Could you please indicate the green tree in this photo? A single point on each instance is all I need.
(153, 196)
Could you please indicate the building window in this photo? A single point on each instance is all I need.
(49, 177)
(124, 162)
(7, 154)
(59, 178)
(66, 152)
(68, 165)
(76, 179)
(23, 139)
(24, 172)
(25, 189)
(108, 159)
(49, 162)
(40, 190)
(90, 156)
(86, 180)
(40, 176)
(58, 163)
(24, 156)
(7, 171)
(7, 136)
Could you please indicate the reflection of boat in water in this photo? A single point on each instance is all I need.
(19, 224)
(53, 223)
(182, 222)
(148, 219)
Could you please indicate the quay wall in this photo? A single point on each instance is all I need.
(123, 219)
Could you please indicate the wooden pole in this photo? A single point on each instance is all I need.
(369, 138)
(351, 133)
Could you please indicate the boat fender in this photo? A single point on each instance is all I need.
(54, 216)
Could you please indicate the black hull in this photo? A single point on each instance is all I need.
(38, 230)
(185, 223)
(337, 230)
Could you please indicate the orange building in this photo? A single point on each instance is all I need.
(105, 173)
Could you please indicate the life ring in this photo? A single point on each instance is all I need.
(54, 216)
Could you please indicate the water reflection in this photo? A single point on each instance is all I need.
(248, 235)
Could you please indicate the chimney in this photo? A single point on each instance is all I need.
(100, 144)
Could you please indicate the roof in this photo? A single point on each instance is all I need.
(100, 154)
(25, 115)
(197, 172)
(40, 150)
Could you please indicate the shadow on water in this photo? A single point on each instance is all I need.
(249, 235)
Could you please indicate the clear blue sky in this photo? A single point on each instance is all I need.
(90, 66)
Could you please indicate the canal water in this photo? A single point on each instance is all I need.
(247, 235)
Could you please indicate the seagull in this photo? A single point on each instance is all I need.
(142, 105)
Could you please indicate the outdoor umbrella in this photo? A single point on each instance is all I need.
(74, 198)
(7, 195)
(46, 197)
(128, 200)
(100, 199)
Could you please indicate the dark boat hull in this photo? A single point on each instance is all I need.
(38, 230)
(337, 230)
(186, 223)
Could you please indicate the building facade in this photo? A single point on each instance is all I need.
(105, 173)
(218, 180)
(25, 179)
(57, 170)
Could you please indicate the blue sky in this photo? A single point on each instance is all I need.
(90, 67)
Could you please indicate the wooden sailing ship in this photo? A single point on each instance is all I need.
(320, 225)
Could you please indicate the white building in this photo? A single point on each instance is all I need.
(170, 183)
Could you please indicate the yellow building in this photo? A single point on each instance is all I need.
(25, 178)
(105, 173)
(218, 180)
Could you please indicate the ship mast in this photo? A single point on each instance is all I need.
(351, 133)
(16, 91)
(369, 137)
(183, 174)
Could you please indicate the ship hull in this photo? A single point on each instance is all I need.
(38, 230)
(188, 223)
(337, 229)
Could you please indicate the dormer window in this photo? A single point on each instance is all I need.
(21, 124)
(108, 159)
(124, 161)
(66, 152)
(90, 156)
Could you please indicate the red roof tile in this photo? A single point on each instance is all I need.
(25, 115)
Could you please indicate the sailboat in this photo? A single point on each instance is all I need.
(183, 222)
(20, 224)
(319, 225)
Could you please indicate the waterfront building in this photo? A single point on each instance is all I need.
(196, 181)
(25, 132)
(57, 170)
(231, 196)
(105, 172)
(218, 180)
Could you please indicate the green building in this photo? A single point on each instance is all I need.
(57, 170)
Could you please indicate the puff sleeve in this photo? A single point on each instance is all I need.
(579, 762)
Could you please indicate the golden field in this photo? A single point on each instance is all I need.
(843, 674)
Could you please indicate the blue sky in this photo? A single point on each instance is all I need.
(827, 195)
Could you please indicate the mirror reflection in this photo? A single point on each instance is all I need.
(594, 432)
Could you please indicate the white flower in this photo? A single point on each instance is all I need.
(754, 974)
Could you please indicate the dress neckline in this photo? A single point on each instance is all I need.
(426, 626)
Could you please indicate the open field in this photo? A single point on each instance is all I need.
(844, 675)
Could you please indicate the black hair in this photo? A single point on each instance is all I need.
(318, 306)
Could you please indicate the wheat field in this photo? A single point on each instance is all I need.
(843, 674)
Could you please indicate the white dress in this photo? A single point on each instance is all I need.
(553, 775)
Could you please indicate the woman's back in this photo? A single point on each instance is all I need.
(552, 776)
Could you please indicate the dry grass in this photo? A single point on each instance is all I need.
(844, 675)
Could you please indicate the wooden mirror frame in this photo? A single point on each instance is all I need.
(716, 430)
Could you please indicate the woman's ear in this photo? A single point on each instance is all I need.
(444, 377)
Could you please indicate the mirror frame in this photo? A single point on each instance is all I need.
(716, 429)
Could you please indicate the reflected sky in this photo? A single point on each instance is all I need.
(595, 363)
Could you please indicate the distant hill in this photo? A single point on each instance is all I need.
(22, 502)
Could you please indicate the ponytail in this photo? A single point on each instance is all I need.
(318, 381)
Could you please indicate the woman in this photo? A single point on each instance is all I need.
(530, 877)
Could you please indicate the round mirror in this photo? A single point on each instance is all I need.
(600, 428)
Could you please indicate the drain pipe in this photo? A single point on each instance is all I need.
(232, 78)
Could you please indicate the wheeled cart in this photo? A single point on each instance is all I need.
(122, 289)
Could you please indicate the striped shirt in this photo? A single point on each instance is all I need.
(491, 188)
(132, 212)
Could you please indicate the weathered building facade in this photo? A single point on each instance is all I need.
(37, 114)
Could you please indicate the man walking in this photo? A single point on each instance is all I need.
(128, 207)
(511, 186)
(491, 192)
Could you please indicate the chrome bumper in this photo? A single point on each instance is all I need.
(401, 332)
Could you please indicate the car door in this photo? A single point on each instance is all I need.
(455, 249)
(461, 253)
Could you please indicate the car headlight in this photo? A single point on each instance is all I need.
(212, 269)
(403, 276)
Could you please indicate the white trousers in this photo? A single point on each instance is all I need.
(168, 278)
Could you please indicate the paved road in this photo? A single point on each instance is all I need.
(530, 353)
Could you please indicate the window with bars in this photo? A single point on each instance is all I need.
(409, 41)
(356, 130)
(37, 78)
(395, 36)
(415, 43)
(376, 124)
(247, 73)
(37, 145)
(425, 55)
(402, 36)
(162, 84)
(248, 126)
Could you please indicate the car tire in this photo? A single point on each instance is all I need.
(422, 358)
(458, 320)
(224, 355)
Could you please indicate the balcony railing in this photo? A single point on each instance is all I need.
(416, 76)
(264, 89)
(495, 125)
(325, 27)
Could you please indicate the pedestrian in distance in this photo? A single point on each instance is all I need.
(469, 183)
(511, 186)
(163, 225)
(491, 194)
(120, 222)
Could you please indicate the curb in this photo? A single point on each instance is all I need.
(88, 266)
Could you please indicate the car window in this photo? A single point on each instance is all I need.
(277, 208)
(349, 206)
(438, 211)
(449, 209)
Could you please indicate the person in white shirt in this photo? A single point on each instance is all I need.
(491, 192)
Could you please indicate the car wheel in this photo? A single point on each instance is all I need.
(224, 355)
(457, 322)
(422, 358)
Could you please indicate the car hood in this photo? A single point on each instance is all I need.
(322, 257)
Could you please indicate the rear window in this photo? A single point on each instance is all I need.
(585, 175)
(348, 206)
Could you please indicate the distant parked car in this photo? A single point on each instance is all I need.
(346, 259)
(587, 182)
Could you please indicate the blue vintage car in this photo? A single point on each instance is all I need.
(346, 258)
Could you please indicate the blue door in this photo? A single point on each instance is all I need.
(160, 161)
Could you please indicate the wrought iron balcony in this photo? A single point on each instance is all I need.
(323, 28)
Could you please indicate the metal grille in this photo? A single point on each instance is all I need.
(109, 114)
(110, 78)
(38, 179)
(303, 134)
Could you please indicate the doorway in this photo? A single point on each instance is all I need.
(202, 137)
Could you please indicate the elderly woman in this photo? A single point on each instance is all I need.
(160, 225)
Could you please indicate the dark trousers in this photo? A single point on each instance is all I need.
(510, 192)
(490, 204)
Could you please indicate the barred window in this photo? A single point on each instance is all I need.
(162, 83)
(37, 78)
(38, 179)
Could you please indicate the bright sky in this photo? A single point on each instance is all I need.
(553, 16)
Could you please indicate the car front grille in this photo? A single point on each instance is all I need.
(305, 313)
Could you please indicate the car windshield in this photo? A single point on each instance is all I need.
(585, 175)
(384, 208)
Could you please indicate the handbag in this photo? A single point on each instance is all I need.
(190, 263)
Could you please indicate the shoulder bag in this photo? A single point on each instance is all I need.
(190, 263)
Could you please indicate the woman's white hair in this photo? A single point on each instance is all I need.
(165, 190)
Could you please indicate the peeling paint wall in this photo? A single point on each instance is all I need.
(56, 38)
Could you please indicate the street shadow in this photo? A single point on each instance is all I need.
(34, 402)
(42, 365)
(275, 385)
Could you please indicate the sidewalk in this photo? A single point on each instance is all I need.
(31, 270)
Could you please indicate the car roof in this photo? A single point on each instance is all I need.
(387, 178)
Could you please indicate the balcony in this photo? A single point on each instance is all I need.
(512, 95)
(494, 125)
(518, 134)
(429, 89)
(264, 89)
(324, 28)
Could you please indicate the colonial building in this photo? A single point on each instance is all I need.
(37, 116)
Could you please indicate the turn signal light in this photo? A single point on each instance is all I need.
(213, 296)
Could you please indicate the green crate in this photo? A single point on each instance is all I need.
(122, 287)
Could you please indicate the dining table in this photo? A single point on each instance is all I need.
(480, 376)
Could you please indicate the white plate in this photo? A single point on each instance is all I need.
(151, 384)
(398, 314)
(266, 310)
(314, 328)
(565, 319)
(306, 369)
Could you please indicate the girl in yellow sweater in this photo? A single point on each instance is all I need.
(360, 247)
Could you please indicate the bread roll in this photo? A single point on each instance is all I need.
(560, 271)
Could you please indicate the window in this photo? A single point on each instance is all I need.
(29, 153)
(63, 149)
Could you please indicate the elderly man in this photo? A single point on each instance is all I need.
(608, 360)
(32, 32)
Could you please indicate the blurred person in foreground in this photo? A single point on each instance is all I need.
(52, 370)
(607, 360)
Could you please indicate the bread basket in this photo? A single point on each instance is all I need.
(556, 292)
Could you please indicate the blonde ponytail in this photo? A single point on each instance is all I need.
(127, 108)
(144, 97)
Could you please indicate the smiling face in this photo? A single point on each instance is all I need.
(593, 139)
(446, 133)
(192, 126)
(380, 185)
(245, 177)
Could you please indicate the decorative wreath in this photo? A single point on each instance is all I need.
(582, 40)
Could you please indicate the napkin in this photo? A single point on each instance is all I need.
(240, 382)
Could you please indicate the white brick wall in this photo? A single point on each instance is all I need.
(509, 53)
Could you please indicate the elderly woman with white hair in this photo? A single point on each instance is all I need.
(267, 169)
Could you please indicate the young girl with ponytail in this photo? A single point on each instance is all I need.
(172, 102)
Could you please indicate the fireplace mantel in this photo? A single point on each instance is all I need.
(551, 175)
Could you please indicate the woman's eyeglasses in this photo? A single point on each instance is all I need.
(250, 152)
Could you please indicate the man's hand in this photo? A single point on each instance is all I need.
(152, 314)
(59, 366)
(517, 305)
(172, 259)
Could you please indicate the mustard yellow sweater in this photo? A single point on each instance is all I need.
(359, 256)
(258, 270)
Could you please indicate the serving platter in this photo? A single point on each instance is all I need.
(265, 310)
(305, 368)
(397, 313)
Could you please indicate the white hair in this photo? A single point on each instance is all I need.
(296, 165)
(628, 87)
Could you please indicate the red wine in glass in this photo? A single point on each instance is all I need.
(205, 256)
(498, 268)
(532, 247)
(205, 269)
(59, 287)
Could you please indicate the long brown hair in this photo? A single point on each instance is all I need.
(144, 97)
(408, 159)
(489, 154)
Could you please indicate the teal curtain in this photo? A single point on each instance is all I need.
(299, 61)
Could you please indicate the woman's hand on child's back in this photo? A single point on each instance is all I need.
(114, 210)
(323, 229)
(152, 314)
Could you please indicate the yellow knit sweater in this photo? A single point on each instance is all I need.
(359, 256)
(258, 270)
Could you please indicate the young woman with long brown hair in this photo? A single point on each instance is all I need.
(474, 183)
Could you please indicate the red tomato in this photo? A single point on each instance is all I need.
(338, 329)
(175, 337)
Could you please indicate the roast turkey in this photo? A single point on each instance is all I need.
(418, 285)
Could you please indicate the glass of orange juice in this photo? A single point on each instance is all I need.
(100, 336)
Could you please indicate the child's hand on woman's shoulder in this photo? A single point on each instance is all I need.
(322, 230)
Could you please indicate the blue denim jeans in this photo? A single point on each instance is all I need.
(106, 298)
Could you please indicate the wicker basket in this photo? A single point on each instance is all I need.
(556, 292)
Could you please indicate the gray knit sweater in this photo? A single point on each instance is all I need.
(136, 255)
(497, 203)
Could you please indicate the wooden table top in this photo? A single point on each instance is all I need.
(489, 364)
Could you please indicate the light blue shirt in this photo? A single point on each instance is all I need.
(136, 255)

= = = = =

#### [Exercise prompt]
The lines to reproduce run from the line containing "Could you please indicate the yellow knit" to the end of the listing; write them out exactly and add nothing.

#### [Response]
Could you please indicate the yellow knit sweater in this photo? A single point on each instance is all I need.
(359, 256)
(258, 270)
Could you please indicate the young woman with long brown hair in this photo? A single point on each instance is all I need.
(474, 183)
Could you please indicate the red tomato in this photo? A single point on each instance is all I need.
(338, 329)
(175, 337)
Could you please indicate the roast turkey in this photo? A single point on each instance is all I need.
(418, 285)
Could you please indicate the glass of orange juice in this photo? A single point on each instance is all I need.
(100, 336)
Could you please indicate the child's hand on woman's shoulder in this photo? A single point on each instance is all I need.
(322, 230)
Could you please indicate the blue denim jeans in this photo? A single point on each instance is all I need.
(106, 298)
Could you please indicate the wicker basket in this photo? A single point on each instance is all I need.
(556, 292)
Could you please indicate the gray knit sweater in this photo? A single point on each instance is all I need.
(136, 255)
(497, 203)
Could you please indicate the wooden table top in this photo? A single point on each instance is all I need.
(489, 364)
Could you please indicate the light blue shirt in this photo? A single point on each instance is all I need.
(136, 255)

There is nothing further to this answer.